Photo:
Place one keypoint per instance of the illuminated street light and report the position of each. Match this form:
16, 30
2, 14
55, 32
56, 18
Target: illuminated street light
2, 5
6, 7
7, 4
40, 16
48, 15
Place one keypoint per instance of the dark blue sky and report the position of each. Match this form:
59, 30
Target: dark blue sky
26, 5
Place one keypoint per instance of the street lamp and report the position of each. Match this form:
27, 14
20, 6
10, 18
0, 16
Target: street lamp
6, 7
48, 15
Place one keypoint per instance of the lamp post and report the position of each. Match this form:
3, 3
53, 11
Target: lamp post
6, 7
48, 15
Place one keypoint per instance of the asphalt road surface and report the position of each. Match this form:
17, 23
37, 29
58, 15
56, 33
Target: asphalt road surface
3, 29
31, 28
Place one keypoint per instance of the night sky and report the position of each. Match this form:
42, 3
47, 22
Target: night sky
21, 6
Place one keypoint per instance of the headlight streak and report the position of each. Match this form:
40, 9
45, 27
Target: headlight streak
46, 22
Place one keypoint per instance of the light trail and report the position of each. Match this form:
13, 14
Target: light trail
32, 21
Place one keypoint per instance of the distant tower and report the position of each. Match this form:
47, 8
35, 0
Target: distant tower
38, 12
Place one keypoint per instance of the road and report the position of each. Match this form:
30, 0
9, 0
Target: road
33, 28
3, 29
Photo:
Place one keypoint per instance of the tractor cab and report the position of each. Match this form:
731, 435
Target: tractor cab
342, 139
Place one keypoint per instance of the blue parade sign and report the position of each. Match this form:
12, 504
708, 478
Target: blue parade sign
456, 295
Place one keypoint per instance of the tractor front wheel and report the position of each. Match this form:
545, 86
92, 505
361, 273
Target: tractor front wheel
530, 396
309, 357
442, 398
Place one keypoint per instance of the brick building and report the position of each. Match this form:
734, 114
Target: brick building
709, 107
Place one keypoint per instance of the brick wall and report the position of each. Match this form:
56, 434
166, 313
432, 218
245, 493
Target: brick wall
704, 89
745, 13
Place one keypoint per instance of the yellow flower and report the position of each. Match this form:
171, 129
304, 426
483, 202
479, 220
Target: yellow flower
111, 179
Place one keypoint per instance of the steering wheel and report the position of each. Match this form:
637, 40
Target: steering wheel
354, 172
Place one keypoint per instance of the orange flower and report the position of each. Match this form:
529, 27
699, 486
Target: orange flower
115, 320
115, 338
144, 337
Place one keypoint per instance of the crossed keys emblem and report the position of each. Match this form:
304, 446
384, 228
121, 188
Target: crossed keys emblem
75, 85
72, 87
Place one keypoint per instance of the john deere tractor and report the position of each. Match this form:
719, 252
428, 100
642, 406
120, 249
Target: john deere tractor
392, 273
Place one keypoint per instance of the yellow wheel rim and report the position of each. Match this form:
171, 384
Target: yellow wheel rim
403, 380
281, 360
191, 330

※

§ Prompt
Reproduce the data verbatim, starting with the line containing "Place one keypoint per instance of the crossed" and continuing through the last line of the data, with both of those lines included.

§ Full answer
Place one keypoint per instance of the crossed keys emblem and report the position of each. Match this form:
304, 446
384, 228
121, 188
Target: crossed keys emblem
75, 85
72, 87
Place one keypoint per instance of the john deere tractor and report the position of each. Match this form:
719, 252
428, 100
642, 406
120, 249
Target: john deere tractor
392, 273
Place one keypoint per instance of the yellow wheel rim and report the position of each. Match this form:
171, 384
Target: yellow wheel rim
403, 380
281, 360
191, 330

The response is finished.